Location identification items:
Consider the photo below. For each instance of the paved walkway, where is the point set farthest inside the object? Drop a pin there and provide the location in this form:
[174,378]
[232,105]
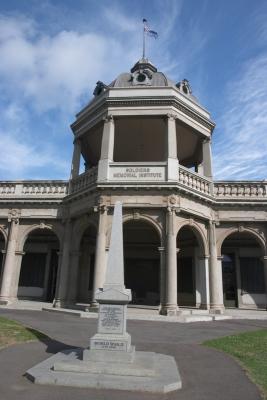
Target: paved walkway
[206,374]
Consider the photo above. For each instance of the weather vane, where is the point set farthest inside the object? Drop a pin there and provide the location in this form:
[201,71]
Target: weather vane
[147,31]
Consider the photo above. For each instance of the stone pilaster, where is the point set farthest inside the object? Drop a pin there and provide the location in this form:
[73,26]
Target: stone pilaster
[162,278]
[100,256]
[9,286]
[265,276]
[63,271]
[203,266]
[107,148]
[215,273]
[172,148]
[170,307]
[73,276]
[75,165]
[207,158]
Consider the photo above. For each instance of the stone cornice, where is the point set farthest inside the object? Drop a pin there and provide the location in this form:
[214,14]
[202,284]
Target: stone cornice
[165,101]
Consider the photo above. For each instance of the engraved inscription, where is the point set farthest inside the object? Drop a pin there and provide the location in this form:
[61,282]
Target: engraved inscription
[139,173]
[111,318]
[109,345]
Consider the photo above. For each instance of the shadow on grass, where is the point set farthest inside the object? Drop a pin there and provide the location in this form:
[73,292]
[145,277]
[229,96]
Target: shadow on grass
[53,346]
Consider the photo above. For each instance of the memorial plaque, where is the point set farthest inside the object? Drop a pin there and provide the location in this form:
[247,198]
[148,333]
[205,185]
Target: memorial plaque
[155,173]
[109,345]
[111,318]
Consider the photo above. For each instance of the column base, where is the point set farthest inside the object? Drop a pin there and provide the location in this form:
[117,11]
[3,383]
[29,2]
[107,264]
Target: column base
[204,307]
[94,307]
[169,310]
[57,303]
[217,309]
[5,301]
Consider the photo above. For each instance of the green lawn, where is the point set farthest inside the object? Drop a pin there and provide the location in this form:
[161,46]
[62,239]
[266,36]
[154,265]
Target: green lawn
[11,332]
[250,350]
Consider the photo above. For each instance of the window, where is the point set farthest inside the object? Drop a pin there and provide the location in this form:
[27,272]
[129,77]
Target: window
[252,275]
[33,270]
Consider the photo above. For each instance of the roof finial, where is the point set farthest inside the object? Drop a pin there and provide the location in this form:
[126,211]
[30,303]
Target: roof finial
[149,32]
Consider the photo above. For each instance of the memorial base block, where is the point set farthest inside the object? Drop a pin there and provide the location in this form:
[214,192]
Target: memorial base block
[148,372]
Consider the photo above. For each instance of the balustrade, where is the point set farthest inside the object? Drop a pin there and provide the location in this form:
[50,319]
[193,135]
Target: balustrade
[34,188]
[84,180]
[194,181]
[240,189]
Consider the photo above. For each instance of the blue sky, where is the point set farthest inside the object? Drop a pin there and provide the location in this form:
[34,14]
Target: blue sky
[53,52]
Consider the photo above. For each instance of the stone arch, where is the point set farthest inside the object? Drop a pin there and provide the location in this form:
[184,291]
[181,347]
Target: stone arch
[30,229]
[261,241]
[200,235]
[141,242]
[145,218]
[38,269]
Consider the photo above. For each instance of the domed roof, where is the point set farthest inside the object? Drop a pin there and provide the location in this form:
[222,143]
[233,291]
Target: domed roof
[145,74]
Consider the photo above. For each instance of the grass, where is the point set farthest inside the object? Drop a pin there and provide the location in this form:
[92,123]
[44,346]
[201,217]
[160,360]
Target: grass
[250,350]
[12,332]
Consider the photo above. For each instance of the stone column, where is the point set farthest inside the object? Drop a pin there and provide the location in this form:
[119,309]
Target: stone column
[73,277]
[162,281]
[171,270]
[100,255]
[63,270]
[75,165]
[8,291]
[207,158]
[107,148]
[265,276]
[172,148]
[215,273]
[203,266]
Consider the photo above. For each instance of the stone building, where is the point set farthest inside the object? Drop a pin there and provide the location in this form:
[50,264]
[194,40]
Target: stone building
[188,240]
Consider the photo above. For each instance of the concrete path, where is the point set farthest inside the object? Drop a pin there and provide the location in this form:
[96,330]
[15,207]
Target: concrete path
[206,373]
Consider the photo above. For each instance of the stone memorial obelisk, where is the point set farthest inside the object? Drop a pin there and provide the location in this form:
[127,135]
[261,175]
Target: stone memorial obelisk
[111,362]
[113,299]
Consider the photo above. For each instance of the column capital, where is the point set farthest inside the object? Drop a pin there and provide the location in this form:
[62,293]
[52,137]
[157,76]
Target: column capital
[108,118]
[171,116]
[77,141]
[161,249]
[13,215]
[75,253]
[20,253]
[204,257]
[101,208]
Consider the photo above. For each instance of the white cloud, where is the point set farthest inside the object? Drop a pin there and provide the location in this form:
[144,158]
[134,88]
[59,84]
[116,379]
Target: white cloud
[53,72]
[240,153]
[20,159]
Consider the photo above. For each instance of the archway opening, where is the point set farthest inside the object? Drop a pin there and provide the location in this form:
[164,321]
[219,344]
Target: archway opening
[86,265]
[2,249]
[243,271]
[142,262]
[188,274]
[38,273]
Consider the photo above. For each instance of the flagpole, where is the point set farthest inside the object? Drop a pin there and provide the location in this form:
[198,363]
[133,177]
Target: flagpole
[144,41]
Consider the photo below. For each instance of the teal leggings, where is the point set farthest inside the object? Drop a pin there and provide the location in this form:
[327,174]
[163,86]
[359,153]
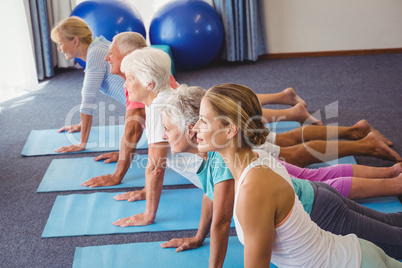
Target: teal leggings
[375,257]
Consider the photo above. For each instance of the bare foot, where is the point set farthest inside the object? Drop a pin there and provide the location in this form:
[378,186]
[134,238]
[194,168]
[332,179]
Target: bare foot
[293,98]
[366,128]
[304,116]
[380,149]
[397,169]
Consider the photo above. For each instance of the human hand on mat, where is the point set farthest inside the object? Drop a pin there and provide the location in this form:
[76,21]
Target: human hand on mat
[135,220]
[108,157]
[70,129]
[71,148]
[131,196]
[103,180]
[182,244]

● EXERCISE INSTRUCTIONS: Without the pictures, output the full listing exactly as it stands.

● ANSWER IN FULL:
Consider the photo below. For each instance of the paved walkway, where is the point set farthest inside the object? Drop a pin there and provide the location in this form:
[174,378]
[232,105]
Target: paved walkway
[206,374]
Consider the photo above. For each instance of the weather vane, where is the point set farthest inside the object? Drop a pin there and provide the location in this form:
[201,71]
Target: weather vane
[147,31]
Consider the photo above. For each instance of the stone pilaster, where is the point set farthest inside the object? Drop a pin there and provide the location in this form:
[73,26]
Target: stone pilaster
[162,278]
[100,256]
[9,286]
[265,276]
[63,271]
[203,266]
[107,148]
[215,273]
[172,148]
[170,307]
[73,276]
[75,165]
[207,158]
Consider the photo above. For each instance of the stone cornice, where is the point set farthest inside the object? Drop a pin there and provide the location in this form:
[214,14]
[202,284]
Target: stone cornice
[165,101]
Consider the photo above. For each instance of the engraved inscription, where is the point set farthest inside the object? Drop a pin there and provide the location in this form:
[61,282]
Target: engraved inscription
[139,173]
[111,318]
[109,345]
Consider the photo above. For each instance of the shadow on grass, where is the point set farthest inside the object? Drop a pin there and provide the location in this form:
[73,292]
[145,277]
[229,96]
Target: shadow on grass
[53,346]
Consider the photo above. For each instance of the memorial plaque, where is the point set farthest inside the object? Drop a pin there and provide the location in this form:
[247,198]
[148,333]
[205,185]
Target: memorial plaque
[155,173]
[109,345]
[111,318]
Consider the photo above. For each instance of the column base, where is the point set farthest inside the object? Drop a pin there and provide the location in this form:
[117,11]
[3,383]
[29,2]
[107,264]
Target: column base
[204,307]
[94,307]
[169,310]
[57,303]
[217,309]
[5,301]
Consider the photo above. For each instance of the green lawn, where is the point set farthest inside the object? Drop a pin there and provide the location in this form:
[161,46]
[62,239]
[266,36]
[154,265]
Target: green lawn
[11,332]
[250,350]
Consider the photo above. For each instance of the window, where is the point set farthest inside the object? Drop a pin there and provide the location in this form:
[27,272]
[129,77]
Target: window
[252,275]
[33,270]
Consider the photo above. For each instance of the roof finial, where is the point set farthest inside the object? Drop a pin there and provide the location in this form:
[126,211]
[30,303]
Target: roof finial
[149,32]
Consider the photo above. For each instance of the memorial base block, where is the point set farthest inside the object? Drop a pin there and provide the location in this form:
[214,192]
Target: memorial base block
[148,372]
Consider the photo above. For each instance of the balustrade, where is the point set farthest inside the object? Drop a pin there and provide the location in this form:
[50,319]
[193,135]
Target: balustrade
[34,188]
[84,180]
[194,181]
[240,189]
Consider the photo above. For each instance of the blue sky, where is the point set farthest inside the object? Drop a pin there and provide the location in this form:
[34,14]
Target: blue sky
[53,52]
Consider the photo above. For each instance of the stone arch, where is the point set farthest inside the object? Drop a pin there and provide the location in this form:
[184,291]
[181,347]
Target: stone arch
[30,229]
[261,241]
[200,235]
[141,242]
[145,218]
[38,269]
Consider the photo above. For each instance of the domed roof, where is the point set farthest inside the object? Drop a pin there and provide the location in this form:
[222,143]
[233,291]
Target: domed roof
[145,74]
Consider the photo above. For each instance of the grass, where is the point set farthest inside the object? Drop a pin there and provide the location in this form:
[92,123]
[44,346]
[201,217]
[160,360]
Target: grass
[250,350]
[12,332]
Consider the photo above. For each instance of the stone column, where is the point set farthest inside the object? Drop a pin there and provide the location in this form:
[119,309]
Target: stone column
[73,277]
[162,281]
[171,270]
[100,255]
[63,270]
[75,165]
[8,291]
[207,158]
[107,148]
[265,276]
[172,148]
[215,273]
[203,266]
Consider the photo above. For each instance of the stone building, where is the point set farthest inside the object? Drop a pin there and provide the location in this form:
[50,264]
[194,40]
Target: stone building
[188,240]
Consider the photo above. For each instance of the concrete path, where is the point set farthest inside the object? Drop a pin there and provide the location in this form:
[96,330]
[15,207]
Target: concrete path
[206,373]
Consider the photo above. For each instance of the stone memorial obelisk, where is the point set farthest inside the object? Drop a pin there and provide the location in this form:
[127,135]
[261,175]
Target: stone memorial obelisk
[111,362]
[113,299]
Consider the photo above. For each instance of the column capital, where is the point set farthest inside the object? Drop a pin there and provide the location in this form:
[62,293]
[52,137]
[157,76]
Target: column capital
[108,118]
[171,116]
[77,141]
[161,249]
[13,215]
[75,253]
[20,253]
[204,257]
[101,208]
Consider the photo above. For each instance of the white cloud, where is the point set farthest inside the object? Drop a pin there and provide the location in this form:
[144,158]
[134,88]
[59,84]
[116,379]
Target: white cloud
[53,72]
[240,153]
[20,159]
Consider the photo above. For each instance of the archway opening, where is the point set farthest inside the object? Drop a pin there and provide the location in this form:
[164,321]
[219,344]
Target: archway opening
[86,265]
[2,249]
[243,271]
[142,262]
[188,274]
[38,273]
Consider the photo above. For each instance of the flagpole, where is the point set farthest inside the object? Drop a pin there and provide the location in this form:
[198,363]
[133,177]
Target: flagpole
[144,41]
Consider the photo below. For each instance of the teal leggings, where is the point set farthest inside the object? Drop a pin there and provide the location in this form:
[327,174]
[163,86]
[359,153]
Target: teal leggings
[375,257]
Consider the photo above. For each instance of the bare foot, where is the point set farthest inside the object? Drop a pin there and provide the location in this form:
[378,186]
[134,238]
[194,168]
[332,179]
Target: bare foot
[293,98]
[366,128]
[304,116]
[380,149]
[397,169]
Consider the photo above. For each instance of the human hand on mat, where is the point set farthest inside the object? Drop a pin there and provide the location in this form:
[76,21]
Target: human hand on mat
[135,220]
[108,157]
[70,129]
[71,148]
[131,196]
[103,180]
[182,244]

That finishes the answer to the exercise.